Return all of the records exactly.

* Stored items

+ + + +

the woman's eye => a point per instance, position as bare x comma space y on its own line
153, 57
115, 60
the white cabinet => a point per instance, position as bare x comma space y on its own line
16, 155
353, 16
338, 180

+ + + +

* Output for this exercise
the woman's eye => a point per instance, position as bare x comma space y on its own line
153, 57
115, 60
the white cabinet => a point per instance, position as bare x comma space y on its own line
16, 155
353, 16
338, 180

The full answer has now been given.